▶ **WORK TASK**
When you reach the entries below, transcribe each one exactly as it stands.

[Items from a dataset]

......

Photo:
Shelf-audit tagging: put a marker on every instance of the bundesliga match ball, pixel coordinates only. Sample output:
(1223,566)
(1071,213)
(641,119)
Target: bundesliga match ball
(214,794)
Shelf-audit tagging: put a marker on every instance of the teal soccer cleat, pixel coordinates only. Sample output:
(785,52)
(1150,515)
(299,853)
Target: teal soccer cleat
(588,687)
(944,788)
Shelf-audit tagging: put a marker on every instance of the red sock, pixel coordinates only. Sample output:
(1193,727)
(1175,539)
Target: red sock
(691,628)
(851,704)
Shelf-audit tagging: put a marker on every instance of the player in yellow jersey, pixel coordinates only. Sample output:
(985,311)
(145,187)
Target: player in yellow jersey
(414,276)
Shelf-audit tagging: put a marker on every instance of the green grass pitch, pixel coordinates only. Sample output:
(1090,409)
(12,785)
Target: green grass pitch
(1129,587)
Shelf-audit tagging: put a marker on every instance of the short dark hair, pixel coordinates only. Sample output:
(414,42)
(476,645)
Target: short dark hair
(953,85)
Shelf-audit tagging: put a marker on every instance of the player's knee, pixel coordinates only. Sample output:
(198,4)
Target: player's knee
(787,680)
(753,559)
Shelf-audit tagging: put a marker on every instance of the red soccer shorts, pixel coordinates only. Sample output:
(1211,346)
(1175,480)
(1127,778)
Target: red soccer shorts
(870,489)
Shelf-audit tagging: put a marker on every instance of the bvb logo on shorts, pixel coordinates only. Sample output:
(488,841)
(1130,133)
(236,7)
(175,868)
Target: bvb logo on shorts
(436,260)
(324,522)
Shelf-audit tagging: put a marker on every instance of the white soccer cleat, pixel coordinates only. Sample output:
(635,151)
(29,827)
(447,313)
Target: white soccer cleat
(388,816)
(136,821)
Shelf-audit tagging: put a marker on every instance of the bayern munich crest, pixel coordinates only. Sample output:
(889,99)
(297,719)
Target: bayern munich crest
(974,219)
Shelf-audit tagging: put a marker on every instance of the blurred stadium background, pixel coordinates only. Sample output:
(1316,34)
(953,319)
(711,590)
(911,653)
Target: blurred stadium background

......

▶ **TASK RESULT**
Photo:
Shelf-audit tagging: put a marker on every instance of the bundesliga match ball, pixel coordinates only. Sample output:
(1223,566)
(1071,213)
(641,119)
Target: bundesliga match ball
(214,794)
Shelf-audit tagging: put a marker on every instance of the teal soccer cleat, pixel coordinates only. Sample output:
(785,52)
(1150,515)
(299,853)
Target: teal soccer cleat
(588,687)
(944,788)
Shelf-audit tagging: put a marker on every instance of the red sock, pixel coordinates only. Sample output:
(1193,727)
(1175,539)
Target: red sock
(691,628)
(851,704)
Shelf-audit tagging: put a marker on every instance of the player in yellow jersey, pixel coordinates only. Sample output:
(985,311)
(145,187)
Target: player in yellow jersey
(414,276)
Shelf-audit tagging: put a marker on every instance of the green grass pitch, pixel coordinates only. Sample output:
(1090,409)
(12,785)
Target: green grass pitch
(1129,587)
Shelf-audit tagging: put a marker on every instance of the short dark hair, pixel coordinates only. Sample output:
(414,42)
(476,645)
Target: short dark hair
(953,85)
Shelf-audit tagging: put a marker on every instance of the player's knee, pixel coordinates only. Sample output:
(198,4)
Target: player's knee
(787,680)
(753,559)
Shelf-audit tagging: put a marker on every instance of the red soccer shorts, pixel coordinates only. Sample output:
(1211,346)
(1175,480)
(1127,778)
Target: red soccer shorts
(870,489)
Shelf-audit tagging: put a marker on every instance of the bvb logo on shorts, pixel coordinates only. Sample output:
(488,841)
(1130,133)
(236,7)
(175,868)
Target: bvb logo on shorts
(436,260)
(324,522)
Shelf-audit tagging: put a marker on every instance of the white soccer cleat, pixel coordinates only. Sample output:
(635,151)
(29,827)
(447,313)
Target: white soccer cleat
(388,816)
(136,821)
Shelf-audit tagging: put a marker on every instance of the bayern munich crest, pixel coordinates only. Sample output:
(889,99)
(297,719)
Target: bayern munich crest
(974,219)
Shelf-audit tagging: put a marker on every instance of the blurred stadium background, pixel coordinates only. Sample output:
(1316,34)
(953,319)
(711,590)
(911,653)
Target: blurred stadium background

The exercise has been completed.